Ejercicios propuestos:
[1] Responde estas preguntas sobre el texto acerca de los jueces:
(a) Según Platón, ¿debe ser joven o anciano el buen juez?
(b) ¿Cuáles son los cuatro motivos por los que, según San Isidoro, un juez tuerce su juicio?
(c) ¿Qué dos motivos agrega a esa lista quien escribe el texto?
[2] Continúa el texto sobre los jueces a partir de su última oración.

Texto de lectura:
■ ■ ■ ■ ■ ■ ■
Montaigne también pone su grano de arena: “Por honrados que sean los propósitos de un juez… la simpatía hacia la amistad, el parentesco, la belleza o la inclinación a la venganza… pueden insinuar insensiblemente el juicio hacia la benevolencia o malevolencia en una causa, y hacer que la balanza se tuerza”.
Platón le dedica hartas páginas al tema de los jueces y la justicia en su República y en sus Leyes. Valen estas líneas como botón: “El buen juez no debe ser joven sino anciano: alguien que haya aprendido después de mucho tiempo cómo es la injusticia, no por haberla percibido como residente en su propia alma, sino como algo ajeno que ha estudiado en almas ajenas durante largo tiempo, un mal cuya naturaleza ha logrado discriminar por medio de la ciencia, sin tener que recurrir a la experiencia propia”.
Tal parece que haber sufrido la injusticia en carne propia hace que el magistrado tenga cuentas pendientes.
San Isidoro indica que hay cuatro motivos por el que un juez tuerce su juicio: por temor, por codicia, por amor y por odio. Yo agregaría la obediencia y, sobre todo, el espíritu de partido. Por supuesto, la ignorancia, la incompetencia y la estupidez pueden dar juicios torcidos, pero no son motores para torcer el juicio.
Los cambios de gobierno, del partido en el poder, del líder, suelen provocar que los jueces decidan distinto aun sin que existan cambio en las leyes.
■ ■ ■ ■ ■ ■ ■
Material de consulta:
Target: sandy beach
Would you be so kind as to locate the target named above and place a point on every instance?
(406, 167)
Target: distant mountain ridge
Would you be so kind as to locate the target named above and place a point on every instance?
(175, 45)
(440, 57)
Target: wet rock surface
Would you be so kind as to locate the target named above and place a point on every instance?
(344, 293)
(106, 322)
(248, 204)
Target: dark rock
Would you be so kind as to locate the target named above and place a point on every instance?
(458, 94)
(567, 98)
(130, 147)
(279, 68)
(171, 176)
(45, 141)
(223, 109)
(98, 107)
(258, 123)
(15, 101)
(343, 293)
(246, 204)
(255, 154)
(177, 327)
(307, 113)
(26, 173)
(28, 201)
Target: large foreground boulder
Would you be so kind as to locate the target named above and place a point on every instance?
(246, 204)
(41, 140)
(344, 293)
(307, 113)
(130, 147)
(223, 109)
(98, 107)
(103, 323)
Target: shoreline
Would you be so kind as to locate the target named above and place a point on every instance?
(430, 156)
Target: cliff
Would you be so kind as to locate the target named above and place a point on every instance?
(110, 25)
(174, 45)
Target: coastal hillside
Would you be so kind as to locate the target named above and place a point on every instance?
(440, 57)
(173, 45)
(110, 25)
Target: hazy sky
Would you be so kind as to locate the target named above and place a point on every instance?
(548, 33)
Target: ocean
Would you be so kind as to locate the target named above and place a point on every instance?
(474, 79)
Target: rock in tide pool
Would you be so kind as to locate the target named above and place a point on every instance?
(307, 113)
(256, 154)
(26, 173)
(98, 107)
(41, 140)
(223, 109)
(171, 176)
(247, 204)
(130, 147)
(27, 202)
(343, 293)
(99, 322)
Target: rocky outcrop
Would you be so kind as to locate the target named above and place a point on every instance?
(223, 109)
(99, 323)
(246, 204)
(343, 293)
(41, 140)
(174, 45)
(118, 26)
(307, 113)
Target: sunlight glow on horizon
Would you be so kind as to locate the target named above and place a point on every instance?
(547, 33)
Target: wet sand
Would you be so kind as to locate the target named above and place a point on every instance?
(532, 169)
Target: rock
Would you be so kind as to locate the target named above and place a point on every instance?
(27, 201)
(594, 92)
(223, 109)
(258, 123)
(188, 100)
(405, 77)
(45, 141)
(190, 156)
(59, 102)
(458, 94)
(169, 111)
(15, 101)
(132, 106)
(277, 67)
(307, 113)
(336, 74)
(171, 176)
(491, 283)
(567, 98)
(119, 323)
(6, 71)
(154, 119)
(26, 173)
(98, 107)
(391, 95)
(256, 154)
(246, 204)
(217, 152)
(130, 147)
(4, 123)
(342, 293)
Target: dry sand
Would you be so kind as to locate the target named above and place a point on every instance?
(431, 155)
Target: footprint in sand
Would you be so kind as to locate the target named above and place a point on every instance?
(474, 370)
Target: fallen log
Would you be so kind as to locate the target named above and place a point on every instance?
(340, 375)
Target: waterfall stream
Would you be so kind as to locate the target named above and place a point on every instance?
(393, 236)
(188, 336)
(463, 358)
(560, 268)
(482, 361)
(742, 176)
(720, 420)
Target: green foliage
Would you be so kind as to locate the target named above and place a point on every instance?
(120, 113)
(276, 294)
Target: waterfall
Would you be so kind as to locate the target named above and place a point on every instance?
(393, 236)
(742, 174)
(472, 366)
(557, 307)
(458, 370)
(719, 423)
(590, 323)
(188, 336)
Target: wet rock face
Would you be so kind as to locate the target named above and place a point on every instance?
■ ■ ■ ■ ■ ■ ■
Soluciones:
[1]
(a) Anciano, no joven.
(b) El temor, la codicia, el amor y el odio.
(c) La obediencia y, sobre todo, el espíritu de partido.

[2]
La justicia se representa con los ojos vendados y con una balanza cuyos dos platos están vacíos y en equilibrio. Si una de las tareas de un juez es sopesar pruebas y argumentos, al final de un juicio un plato debe pesar más que el otro. La metáfora de la ceguera de la justicia para indicar su imparcialidad me parece forzada. La prefiero con los ojos bien abiertos. Sobre todo porque en la otra mano lleva una espada.
Sin embargo, estoy con Pedro de Rivadeneira cuando la explica así: “Los antiguos pintaban la justicia ciega, porque no ha de tener ojos para ver al amigo ni al enemigo, al natural ni al extraño, al noble ni al ignoble, al pobre ni al rico.”
Con una justicia ciega, Menelao habría condenado a muerte a Elena, y sin embargo la belleza ha de tener perdón. No sé cómo le habría ido a la misma Elena con don Quijote, que aboga por una justicia ciega y sorda: “Si alguna mujer hermosa viniere a pedirte justicia, quita los ojos de sus lágrimas y tus oídos de sus gemidos, y considera de espacio la sustancia de lo que pide, si no quieres que se anegue tu razón en su llanto y tu bondad en sus suspiros”.
Extrañamente, Pedro de Rivadeneira, luego de hablar de la justicia que no ha de tener ojos para ver al pobre ni al rico, dice: “Aunque cuando trujeren pleito el rico y el pobre, y la justicia estuviere tan dudosa, que no se pueda averiguar por ninguna vía, deben los jueces favorecer más la causa del pobre que la del rico”. Esto contradice la palabra del dios del Éxodo: “No distinguirás al pobre en su causa”.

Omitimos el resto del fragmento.